WHAT YOU NEED TO DO:
Extract exactly and only the lines of the data below, starting at the line with "of the tinted" and stopping after the final line.

☆ ☆ ☆ ☆ ☆ ☆ ☆

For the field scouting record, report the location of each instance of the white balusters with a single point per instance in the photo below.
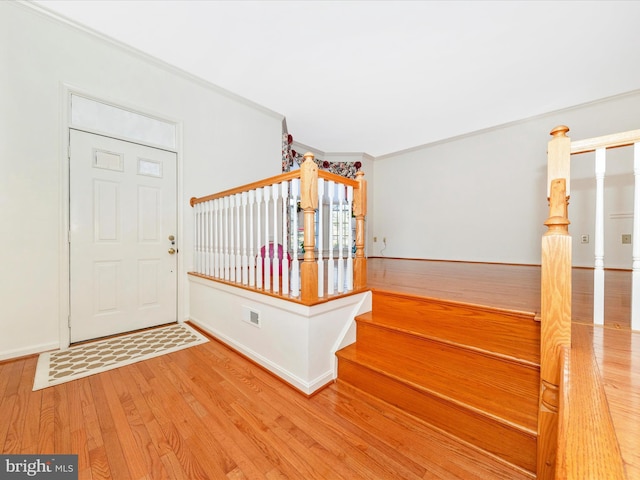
(331, 267)
(598, 273)
(266, 262)
(295, 263)
(220, 238)
(320, 235)
(273, 245)
(232, 236)
(341, 220)
(215, 211)
(260, 258)
(350, 241)
(252, 238)
(209, 237)
(252, 254)
(284, 265)
(244, 261)
(635, 279)
(196, 237)
(238, 236)
(225, 229)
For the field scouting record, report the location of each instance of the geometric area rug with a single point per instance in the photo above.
(87, 359)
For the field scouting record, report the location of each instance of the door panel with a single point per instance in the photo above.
(122, 213)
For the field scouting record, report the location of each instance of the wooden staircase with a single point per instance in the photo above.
(472, 371)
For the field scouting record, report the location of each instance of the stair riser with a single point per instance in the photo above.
(504, 333)
(505, 389)
(514, 446)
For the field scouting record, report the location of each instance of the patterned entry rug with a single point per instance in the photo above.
(87, 359)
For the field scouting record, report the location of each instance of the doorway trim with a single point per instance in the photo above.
(64, 256)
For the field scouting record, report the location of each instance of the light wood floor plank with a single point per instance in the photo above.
(206, 412)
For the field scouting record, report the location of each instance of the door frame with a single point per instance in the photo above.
(64, 256)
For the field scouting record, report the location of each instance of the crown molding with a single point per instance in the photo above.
(45, 12)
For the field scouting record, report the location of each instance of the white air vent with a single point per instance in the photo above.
(251, 316)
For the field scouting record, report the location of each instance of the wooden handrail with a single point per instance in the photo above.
(555, 302)
(308, 176)
(283, 177)
(587, 445)
(576, 438)
(249, 186)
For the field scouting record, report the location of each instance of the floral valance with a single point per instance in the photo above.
(292, 160)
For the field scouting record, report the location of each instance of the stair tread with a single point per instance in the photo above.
(380, 322)
(515, 334)
(514, 403)
(512, 443)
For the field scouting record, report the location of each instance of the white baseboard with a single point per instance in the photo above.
(306, 387)
(31, 350)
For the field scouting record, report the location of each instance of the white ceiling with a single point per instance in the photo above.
(383, 76)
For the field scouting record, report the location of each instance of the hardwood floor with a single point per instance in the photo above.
(208, 413)
(517, 287)
(513, 287)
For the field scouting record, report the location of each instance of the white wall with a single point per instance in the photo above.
(295, 342)
(226, 142)
(482, 197)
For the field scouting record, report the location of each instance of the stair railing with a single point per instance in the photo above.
(250, 236)
(565, 450)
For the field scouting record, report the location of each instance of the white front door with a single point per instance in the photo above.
(122, 236)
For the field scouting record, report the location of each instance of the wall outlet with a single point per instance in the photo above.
(251, 316)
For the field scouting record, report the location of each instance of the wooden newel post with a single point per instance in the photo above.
(555, 307)
(309, 204)
(360, 212)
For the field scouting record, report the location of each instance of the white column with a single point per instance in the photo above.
(295, 263)
(635, 239)
(598, 273)
(321, 235)
(285, 234)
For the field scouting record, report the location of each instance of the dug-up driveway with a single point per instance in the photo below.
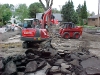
(88, 41)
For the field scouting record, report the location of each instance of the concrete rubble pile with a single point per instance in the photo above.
(46, 60)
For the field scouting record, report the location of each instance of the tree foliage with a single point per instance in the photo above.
(35, 8)
(69, 13)
(5, 13)
(49, 4)
(22, 12)
(54, 10)
(84, 11)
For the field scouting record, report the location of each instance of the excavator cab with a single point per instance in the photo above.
(69, 30)
(30, 23)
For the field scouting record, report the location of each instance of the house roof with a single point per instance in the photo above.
(94, 16)
(58, 16)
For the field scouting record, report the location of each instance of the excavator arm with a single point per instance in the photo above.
(46, 18)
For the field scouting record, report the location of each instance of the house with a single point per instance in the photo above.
(93, 20)
(57, 16)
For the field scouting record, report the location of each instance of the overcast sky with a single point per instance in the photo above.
(92, 5)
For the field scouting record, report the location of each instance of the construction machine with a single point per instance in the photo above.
(32, 34)
(69, 30)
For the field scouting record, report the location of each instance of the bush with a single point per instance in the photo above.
(1, 24)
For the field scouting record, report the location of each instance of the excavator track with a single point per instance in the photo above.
(11, 45)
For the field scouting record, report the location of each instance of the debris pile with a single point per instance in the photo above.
(43, 62)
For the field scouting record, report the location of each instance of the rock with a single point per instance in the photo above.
(57, 74)
(64, 65)
(63, 70)
(29, 74)
(10, 68)
(41, 72)
(20, 73)
(42, 64)
(31, 67)
(21, 68)
(55, 69)
(75, 62)
(1, 65)
(73, 56)
(59, 61)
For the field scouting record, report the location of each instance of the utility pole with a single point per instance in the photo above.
(98, 11)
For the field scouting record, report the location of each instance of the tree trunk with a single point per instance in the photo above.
(49, 4)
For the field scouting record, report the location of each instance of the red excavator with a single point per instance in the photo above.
(33, 31)
(69, 30)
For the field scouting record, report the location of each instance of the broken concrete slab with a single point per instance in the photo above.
(31, 67)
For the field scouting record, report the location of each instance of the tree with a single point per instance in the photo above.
(22, 12)
(69, 13)
(79, 10)
(5, 13)
(54, 10)
(35, 8)
(84, 11)
(49, 4)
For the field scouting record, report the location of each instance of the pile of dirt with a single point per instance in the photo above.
(6, 35)
(90, 37)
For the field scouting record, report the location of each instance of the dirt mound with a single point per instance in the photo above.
(90, 37)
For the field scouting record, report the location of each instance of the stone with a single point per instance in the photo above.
(75, 62)
(63, 70)
(10, 68)
(66, 66)
(42, 64)
(55, 69)
(59, 61)
(20, 73)
(1, 65)
(31, 67)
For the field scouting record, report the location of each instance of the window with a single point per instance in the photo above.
(93, 19)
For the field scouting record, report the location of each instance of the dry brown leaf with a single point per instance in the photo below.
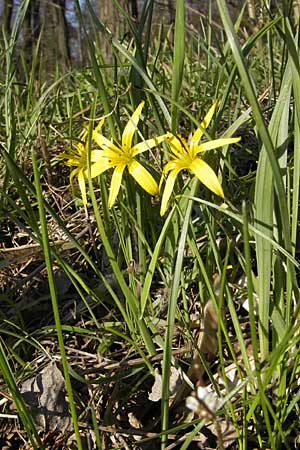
(45, 396)
(175, 381)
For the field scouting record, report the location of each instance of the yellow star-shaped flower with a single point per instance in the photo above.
(78, 157)
(124, 155)
(185, 156)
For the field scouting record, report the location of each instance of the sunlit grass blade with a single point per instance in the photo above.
(178, 60)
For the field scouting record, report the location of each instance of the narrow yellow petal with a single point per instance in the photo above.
(204, 124)
(99, 126)
(104, 143)
(99, 167)
(147, 145)
(131, 127)
(81, 182)
(168, 190)
(175, 164)
(215, 143)
(115, 184)
(96, 155)
(207, 176)
(176, 145)
(143, 177)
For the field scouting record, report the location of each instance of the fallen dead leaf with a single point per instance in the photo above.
(45, 396)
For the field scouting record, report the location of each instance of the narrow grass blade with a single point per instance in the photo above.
(178, 60)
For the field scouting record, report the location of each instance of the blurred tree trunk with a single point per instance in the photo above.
(31, 29)
(54, 46)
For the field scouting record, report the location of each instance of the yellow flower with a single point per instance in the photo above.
(123, 155)
(78, 157)
(185, 156)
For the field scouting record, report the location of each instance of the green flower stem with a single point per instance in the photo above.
(173, 297)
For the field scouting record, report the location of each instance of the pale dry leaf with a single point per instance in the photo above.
(45, 396)
(174, 383)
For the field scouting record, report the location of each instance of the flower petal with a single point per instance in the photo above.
(104, 143)
(115, 184)
(96, 155)
(131, 127)
(143, 177)
(207, 176)
(177, 145)
(99, 126)
(147, 145)
(204, 124)
(81, 182)
(168, 190)
(99, 167)
(215, 143)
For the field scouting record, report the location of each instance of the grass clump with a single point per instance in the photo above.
(164, 309)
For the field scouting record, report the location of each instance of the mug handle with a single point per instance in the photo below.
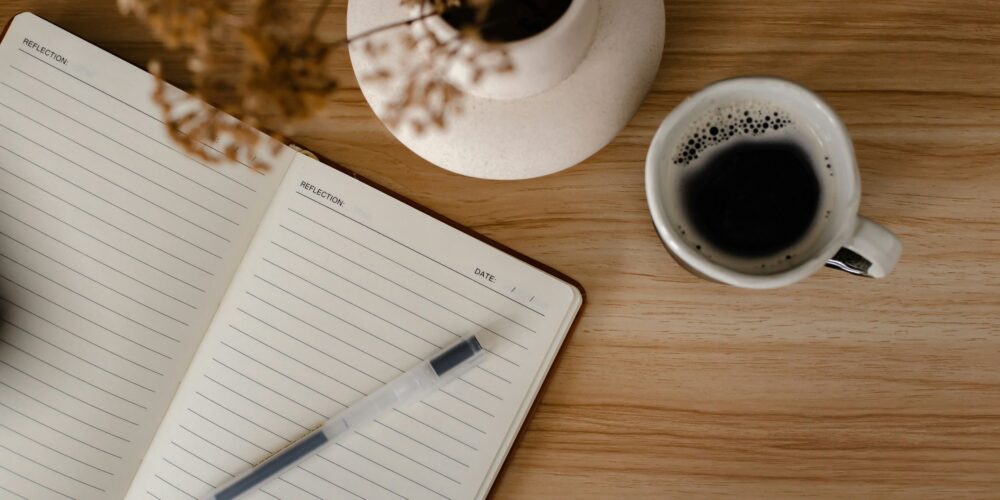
(872, 252)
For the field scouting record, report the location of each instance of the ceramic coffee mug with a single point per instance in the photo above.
(744, 110)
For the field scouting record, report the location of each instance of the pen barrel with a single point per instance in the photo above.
(413, 385)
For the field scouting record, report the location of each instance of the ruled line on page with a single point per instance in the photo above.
(127, 147)
(105, 349)
(88, 320)
(324, 332)
(68, 353)
(90, 236)
(92, 301)
(418, 252)
(358, 475)
(135, 172)
(32, 419)
(92, 280)
(46, 63)
(376, 252)
(394, 282)
(95, 173)
(112, 204)
(394, 303)
(124, 232)
(39, 443)
(115, 248)
(91, 259)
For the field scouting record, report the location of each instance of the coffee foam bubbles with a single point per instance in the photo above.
(729, 121)
(739, 120)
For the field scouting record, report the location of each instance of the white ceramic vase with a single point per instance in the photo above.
(540, 62)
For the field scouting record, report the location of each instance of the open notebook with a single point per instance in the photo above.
(165, 325)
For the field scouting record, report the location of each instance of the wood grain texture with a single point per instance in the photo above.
(675, 387)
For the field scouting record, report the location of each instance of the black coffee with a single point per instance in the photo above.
(752, 198)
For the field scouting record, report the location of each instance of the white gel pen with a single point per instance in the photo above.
(413, 385)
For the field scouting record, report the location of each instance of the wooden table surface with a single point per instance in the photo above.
(676, 387)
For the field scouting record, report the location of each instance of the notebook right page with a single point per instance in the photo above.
(343, 289)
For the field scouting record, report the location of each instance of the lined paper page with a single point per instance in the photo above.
(342, 290)
(115, 250)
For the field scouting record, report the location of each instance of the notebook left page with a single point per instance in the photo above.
(115, 250)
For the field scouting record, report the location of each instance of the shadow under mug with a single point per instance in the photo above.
(841, 238)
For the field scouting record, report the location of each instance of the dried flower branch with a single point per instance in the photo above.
(285, 72)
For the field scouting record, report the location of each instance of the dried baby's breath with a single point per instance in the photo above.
(284, 73)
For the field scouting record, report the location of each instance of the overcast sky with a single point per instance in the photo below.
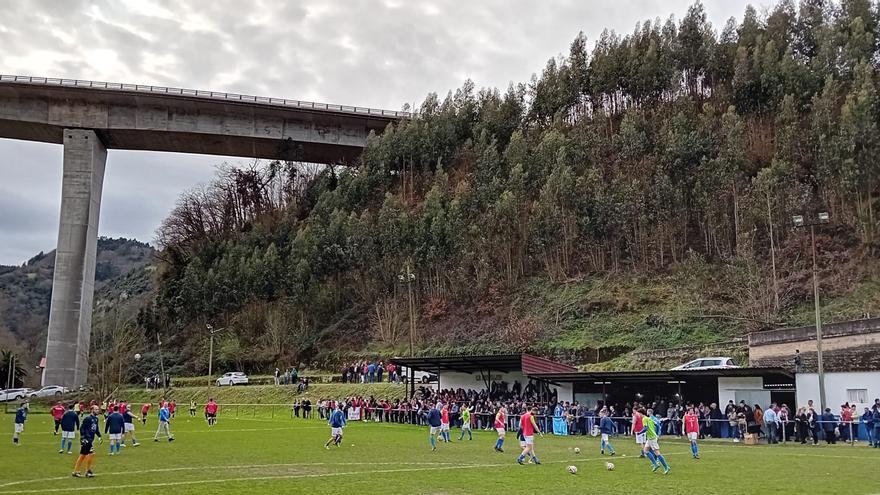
(370, 53)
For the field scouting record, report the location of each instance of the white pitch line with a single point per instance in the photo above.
(243, 466)
(296, 476)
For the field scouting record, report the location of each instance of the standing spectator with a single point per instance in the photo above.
(845, 422)
(876, 425)
(716, 419)
(868, 420)
(829, 424)
(813, 423)
(733, 423)
(803, 425)
(771, 423)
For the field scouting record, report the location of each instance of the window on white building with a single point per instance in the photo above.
(857, 395)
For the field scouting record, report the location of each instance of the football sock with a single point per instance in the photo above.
(662, 461)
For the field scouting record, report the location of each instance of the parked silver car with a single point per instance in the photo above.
(233, 378)
(50, 391)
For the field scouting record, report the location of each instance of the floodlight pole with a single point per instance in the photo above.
(798, 220)
(211, 331)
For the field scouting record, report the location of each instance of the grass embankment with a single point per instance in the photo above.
(264, 394)
(283, 455)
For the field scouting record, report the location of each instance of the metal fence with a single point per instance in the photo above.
(197, 93)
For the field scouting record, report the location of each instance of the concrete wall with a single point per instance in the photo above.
(727, 387)
(847, 346)
(454, 380)
(836, 385)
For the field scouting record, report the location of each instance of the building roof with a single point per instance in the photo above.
(662, 376)
(505, 363)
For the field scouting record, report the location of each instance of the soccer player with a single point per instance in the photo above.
(692, 429)
(20, 418)
(444, 423)
(164, 418)
(651, 429)
(606, 429)
(529, 426)
(466, 423)
(87, 431)
(500, 427)
(145, 409)
(57, 412)
(434, 422)
(336, 422)
(638, 426)
(128, 419)
(211, 412)
(115, 426)
(69, 425)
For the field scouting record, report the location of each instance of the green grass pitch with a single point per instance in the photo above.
(256, 454)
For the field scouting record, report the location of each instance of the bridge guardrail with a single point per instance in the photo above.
(143, 88)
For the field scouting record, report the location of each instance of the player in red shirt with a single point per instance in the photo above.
(500, 427)
(211, 412)
(144, 410)
(57, 412)
(444, 424)
(529, 426)
(692, 429)
(638, 425)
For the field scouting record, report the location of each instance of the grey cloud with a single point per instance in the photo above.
(361, 52)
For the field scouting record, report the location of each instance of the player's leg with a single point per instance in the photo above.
(662, 460)
(90, 459)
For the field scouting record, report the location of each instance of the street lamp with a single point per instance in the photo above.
(212, 331)
(408, 276)
(800, 221)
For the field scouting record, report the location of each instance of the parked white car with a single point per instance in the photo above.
(709, 363)
(233, 378)
(50, 391)
(15, 394)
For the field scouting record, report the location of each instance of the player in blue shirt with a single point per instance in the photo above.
(606, 429)
(69, 425)
(164, 418)
(20, 418)
(129, 419)
(89, 428)
(337, 422)
(115, 426)
(434, 423)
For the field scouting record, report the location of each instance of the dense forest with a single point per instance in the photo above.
(675, 154)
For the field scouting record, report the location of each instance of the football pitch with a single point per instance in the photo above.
(283, 455)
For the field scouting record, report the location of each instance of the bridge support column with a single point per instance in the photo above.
(70, 314)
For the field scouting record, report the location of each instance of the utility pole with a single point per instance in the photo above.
(798, 220)
(409, 277)
(161, 362)
(211, 331)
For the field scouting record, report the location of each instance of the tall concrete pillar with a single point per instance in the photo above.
(73, 285)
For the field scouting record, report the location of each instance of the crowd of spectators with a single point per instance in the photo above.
(775, 423)
(370, 372)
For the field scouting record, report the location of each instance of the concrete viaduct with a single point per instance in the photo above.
(89, 117)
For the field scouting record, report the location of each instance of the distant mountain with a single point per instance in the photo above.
(123, 267)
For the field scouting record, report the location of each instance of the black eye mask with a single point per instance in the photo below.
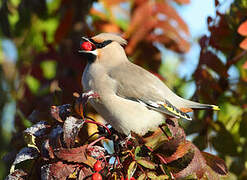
(100, 45)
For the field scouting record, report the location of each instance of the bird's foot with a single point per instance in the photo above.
(90, 94)
(82, 100)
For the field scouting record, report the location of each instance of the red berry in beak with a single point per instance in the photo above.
(87, 46)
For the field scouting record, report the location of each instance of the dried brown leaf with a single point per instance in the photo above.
(57, 170)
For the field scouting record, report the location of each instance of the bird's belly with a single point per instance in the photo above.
(126, 115)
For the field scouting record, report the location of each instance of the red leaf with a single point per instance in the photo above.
(196, 166)
(170, 12)
(57, 170)
(213, 62)
(181, 150)
(245, 65)
(243, 44)
(242, 29)
(77, 155)
(215, 163)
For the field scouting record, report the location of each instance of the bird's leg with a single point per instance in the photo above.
(82, 100)
(88, 95)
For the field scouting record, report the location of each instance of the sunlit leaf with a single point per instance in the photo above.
(243, 44)
(146, 163)
(131, 169)
(242, 29)
(49, 69)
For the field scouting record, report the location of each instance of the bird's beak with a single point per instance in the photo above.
(93, 52)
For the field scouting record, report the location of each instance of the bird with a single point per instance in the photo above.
(131, 99)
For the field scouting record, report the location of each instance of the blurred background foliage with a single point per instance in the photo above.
(40, 66)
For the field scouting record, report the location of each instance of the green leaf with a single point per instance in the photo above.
(49, 69)
(132, 169)
(32, 83)
(146, 163)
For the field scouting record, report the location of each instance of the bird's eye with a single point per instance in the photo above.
(87, 46)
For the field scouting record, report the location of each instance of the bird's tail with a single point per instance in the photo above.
(196, 105)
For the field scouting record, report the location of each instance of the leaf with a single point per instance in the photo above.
(196, 165)
(57, 170)
(38, 129)
(16, 175)
(220, 144)
(60, 113)
(175, 129)
(24, 154)
(84, 172)
(156, 139)
(46, 150)
(215, 163)
(96, 151)
(71, 128)
(77, 155)
(213, 62)
(146, 163)
(131, 169)
(142, 177)
(242, 29)
(54, 137)
(152, 175)
(243, 44)
(182, 149)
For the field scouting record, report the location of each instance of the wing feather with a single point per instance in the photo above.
(135, 83)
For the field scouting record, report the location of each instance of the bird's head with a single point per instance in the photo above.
(103, 47)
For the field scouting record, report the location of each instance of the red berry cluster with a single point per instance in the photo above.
(87, 46)
(97, 167)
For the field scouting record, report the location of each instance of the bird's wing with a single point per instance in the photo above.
(137, 84)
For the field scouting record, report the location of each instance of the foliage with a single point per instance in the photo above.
(58, 151)
(42, 70)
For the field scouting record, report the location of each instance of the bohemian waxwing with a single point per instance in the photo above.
(130, 98)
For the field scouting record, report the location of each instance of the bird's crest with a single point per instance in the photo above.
(109, 36)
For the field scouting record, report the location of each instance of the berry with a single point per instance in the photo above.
(132, 178)
(87, 46)
(97, 166)
(96, 176)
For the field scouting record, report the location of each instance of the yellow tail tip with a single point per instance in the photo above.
(216, 108)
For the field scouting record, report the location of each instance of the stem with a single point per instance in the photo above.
(99, 124)
(94, 142)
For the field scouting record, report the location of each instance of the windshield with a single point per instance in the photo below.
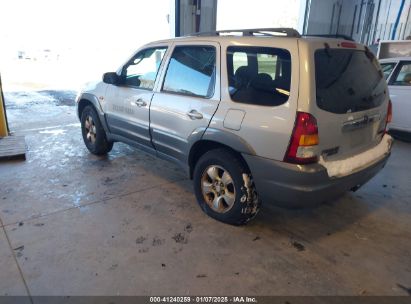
(348, 80)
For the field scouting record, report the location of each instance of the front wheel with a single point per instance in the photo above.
(93, 132)
(224, 188)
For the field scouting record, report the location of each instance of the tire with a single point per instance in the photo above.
(93, 132)
(231, 198)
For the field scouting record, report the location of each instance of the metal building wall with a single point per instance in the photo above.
(364, 20)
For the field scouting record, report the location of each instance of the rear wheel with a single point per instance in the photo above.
(93, 132)
(224, 188)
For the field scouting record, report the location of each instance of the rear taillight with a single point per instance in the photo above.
(304, 140)
(389, 115)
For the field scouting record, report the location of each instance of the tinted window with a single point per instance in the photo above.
(404, 75)
(141, 71)
(259, 75)
(191, 71)
(348, 81)
(387, 69)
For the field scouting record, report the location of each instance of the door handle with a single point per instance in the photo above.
(140, 103)
(193, 114)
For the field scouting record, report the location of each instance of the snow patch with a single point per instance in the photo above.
(340, 168)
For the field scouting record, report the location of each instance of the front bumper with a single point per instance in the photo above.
(289, 185)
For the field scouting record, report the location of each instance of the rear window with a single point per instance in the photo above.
(259, 75)
(348, 80)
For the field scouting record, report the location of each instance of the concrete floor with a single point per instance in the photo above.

☆ ☆ ☆ ☆ ☆ ☆ ☆

THE ANSWER:
For the field scouting record, report the location of each instance of the tinted window with a single point per instance in the photo above.
(404, 75)
(141, 71)
(259, 75)
(191, 71)
(348, 81)
(387, 69)
For the field scouting record, report the location of each instance of the door handle with a single point per instance in the photo above.
(140, 103)
(193, 114)
For the field scouting record, report the location of each instance of the snow patch with a single point per instance in the photo above.
(340, 168)
For the field scouting record, report the location of each instance of the front bumper with a single point per instance in the photo above.
(289, 185)
For the field scouting record, report the location of each instance of the rear window with a single point per instance in the photo above.
(259, 75)
(348, 80)
For the field scouting record, report the location of each instance of the concrete floor with a single point per instance in the photo above.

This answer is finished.